### [The tasks]
1. In the forum post, which function did the poster think would show whether an INSERT or UPDATE succeeded?
2. Decide whether each statement agrees with the forum post, answering yes or no and quoting the deciding words: (a) For 22 Feb 1997, the output would be 19970222. (b) The date of birth is entered by typing into a text field. (c) The poster finds date functions easy.

#### Excerpted text

Post by newbie2php »

Hi all,

1) How do you determine whether an INSERT or UPDATE was successful? I had a look and thought it was done via mysql_num_rows but this doesn't seem to be working for me

e.g

Code: Select all

$ourquery = "INSERT INTO tableone (username, city) VALUES ('$username','$city')";
$excute = mysql_query($ourquery);
if (mysql_num_rows($excute ) > 0)
{
echo "success";
}
else
{
echo "could not enter details";
{
Basic example. But I need to be able to relay back to the user if it was successful or not.

2) Inserting a date of birth into a date formatted MYSQL column (yyyy-mm-dd)?

I have drop down menus to choose date of birth, and then have a function that changes these 'pretty' months ('jan 'etc..) into plain numbers, e.g output would be.... 19970222 for 22 feb 1997

But it doesn't seem to update properly. Date functions aren't my thing at all!

Heres my function (could be alot tidier, but want to make it work first!)

Code: Select all

function convert_dob_to_mysqldate($year,$month,$day)

########
#### Rows

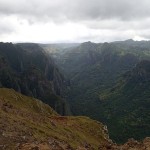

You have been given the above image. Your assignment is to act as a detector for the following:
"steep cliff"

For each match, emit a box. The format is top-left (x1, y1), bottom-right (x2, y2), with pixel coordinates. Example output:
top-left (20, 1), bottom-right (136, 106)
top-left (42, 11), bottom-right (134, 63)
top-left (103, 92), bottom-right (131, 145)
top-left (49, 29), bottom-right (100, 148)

top-left (0, 43), bottom-right (68, 114)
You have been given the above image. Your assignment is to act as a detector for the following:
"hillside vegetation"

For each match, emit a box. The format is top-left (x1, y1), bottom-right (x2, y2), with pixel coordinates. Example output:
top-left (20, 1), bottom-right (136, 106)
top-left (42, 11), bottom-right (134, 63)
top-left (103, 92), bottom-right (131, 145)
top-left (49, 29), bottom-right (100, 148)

top-left (49, 40), bottom-right (150, 142)
top-left (0, 43), bottom-right (69, 115)
top-left (0, 88), bottom-right (110, 150)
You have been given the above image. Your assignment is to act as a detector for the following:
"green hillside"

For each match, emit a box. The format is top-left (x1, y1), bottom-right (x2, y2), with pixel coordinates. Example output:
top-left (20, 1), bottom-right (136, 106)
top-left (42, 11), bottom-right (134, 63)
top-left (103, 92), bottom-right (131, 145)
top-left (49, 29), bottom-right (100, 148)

top-left (52, 40), bottom-right (150, 142)
top-left (100, 61), bottom-right (150, 141)
top-left (0, 43), bottom-right (69, 115)
top-left (0, 88), bottom-right (109, 150)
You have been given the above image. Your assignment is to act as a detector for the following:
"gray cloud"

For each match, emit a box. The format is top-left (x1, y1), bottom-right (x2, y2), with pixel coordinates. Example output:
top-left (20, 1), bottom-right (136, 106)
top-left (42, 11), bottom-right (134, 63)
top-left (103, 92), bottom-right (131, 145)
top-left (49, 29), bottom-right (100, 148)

top-left (0, 0), bottom-right (150, 21)
top-left (0, 0), bottom-right (150, 41)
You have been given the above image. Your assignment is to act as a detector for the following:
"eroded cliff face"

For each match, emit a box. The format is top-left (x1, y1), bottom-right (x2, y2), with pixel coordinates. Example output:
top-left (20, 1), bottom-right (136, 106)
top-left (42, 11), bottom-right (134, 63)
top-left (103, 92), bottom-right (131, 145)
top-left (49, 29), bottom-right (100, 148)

top-left (0, 88), bottom-right (110, 150)
top-left (0, 43), bottom-right (69, 115)
top-left (0, 88), bottom-right (150, 150)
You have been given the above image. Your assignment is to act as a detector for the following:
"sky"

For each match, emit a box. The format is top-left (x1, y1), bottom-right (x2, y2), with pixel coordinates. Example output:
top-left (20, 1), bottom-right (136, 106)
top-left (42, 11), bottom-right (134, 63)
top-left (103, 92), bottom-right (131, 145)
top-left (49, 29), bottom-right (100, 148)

top-left (0, 0), bottom-right (150, 43)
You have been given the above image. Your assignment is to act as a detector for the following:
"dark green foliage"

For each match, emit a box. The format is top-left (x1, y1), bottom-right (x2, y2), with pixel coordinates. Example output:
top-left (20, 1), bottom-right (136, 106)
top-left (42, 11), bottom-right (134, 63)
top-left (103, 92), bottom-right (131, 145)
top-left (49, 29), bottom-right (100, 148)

top-left (100, 61), bottom-right (150, 142)
top-left (53, 40), bottom-right (150, 142)
top-left (0, 43), bottom-right (67, 115)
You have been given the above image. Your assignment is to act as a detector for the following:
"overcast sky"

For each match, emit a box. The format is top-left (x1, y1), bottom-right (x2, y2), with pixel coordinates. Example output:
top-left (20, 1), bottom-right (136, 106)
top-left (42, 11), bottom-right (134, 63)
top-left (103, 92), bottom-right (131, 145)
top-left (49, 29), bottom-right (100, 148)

top-left (0, 0), bottom-right (150, 43)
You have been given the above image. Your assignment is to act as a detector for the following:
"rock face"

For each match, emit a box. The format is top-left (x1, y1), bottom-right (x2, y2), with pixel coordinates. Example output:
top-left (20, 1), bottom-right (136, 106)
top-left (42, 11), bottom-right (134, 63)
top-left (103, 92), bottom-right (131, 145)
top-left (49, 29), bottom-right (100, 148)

top-left (0, 43), bottom-right (68, 115)
top-left (0, 88), bottom-right (150, 150)
top-left (0, 88), bottom-right (110, 150)
top-left (100, 60), bottom-right (150, 142)
top-left (49, 40), bottom-right (150, 143)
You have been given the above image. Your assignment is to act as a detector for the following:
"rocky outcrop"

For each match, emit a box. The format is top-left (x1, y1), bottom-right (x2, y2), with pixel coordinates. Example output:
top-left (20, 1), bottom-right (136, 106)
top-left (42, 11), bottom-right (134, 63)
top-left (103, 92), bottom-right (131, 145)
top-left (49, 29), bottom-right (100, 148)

top-left (0, 43), bottom-right (69, 115)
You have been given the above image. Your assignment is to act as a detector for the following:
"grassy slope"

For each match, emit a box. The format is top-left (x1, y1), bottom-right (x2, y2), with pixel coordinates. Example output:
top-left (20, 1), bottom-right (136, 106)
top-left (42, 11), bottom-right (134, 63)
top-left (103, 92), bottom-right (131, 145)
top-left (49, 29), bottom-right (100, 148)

top-left (0, 88), bottom-right (108, 149)
top-left (100, 61), bottom-right (150, 142)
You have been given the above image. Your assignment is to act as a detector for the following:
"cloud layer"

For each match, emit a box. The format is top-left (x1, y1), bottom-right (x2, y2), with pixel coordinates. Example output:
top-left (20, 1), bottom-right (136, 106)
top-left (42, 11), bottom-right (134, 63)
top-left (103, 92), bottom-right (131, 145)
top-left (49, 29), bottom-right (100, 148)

top-left (0, 0), bottom-right (150, 42)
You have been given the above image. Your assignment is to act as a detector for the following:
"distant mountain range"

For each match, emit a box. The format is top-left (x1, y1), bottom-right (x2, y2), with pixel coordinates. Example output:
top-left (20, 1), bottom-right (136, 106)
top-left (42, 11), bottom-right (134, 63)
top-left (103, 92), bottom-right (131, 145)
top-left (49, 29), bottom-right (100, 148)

########

### [Responses to the tasks]
1. mysql_num_rows

2.
(a) Yes: "e.g output would be.... 19970222 for 22 feb 1997"
(b) No: "I have drop down menus to choose date of birth"
(c) No: "Date functions aren't my thing at all!"